BEGIN
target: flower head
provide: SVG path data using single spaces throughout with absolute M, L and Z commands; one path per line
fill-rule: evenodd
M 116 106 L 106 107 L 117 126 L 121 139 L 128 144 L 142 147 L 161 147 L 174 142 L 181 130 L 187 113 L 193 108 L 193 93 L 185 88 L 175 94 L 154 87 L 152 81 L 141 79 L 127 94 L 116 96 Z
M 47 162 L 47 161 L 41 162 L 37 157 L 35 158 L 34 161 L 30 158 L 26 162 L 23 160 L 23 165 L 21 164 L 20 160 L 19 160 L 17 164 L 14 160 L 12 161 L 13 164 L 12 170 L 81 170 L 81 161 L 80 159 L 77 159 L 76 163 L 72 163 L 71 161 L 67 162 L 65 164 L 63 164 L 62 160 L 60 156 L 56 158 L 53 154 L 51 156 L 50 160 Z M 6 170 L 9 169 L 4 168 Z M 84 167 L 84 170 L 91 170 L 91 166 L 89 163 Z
END
Your task: Rewrite all the data above, substituting "stem" for "flower head" and keeping every other character the same.

Task answer:
target: stem
provide: SVG path data using single spaces throughout with absolute M, L and Z commands; one path per line
fill-rule: evenodd
M 116 106 L 106 107 L 117 126 L 121 139 L 128 144 L 142 147 L 161 147 L 174 142 L 181 130 L 187 113 L 193 108 L 193 93 L 185 88 L 175 94 L 154 87 L 152 81 L 141 79 L 127 94 L 116 96 Z
M 47 162 L 47 161 L 41 162 L 37 157 L 35 158 L 34 161 L 30 158 L 26 162 L 23 160 L 23 165 L 21 164 L 20 160 L 19 160 L 17 164 L 14 160 L 12 161 L 13 164 L 12 170 L 81 170 L 81 161 L 80 159 L 77 159 L 76 163 L 72 163 L 71 161 L 67 162 L 65 164 L 63 164 L 62 160 L 60 156 L 56 158 L 53 154 L 51 156 L 50 160 Z M 6 170 L 9 169 L 4 168 Z M 84 167 L 84 170 L 91 170 L 91 166 L 89 163 Z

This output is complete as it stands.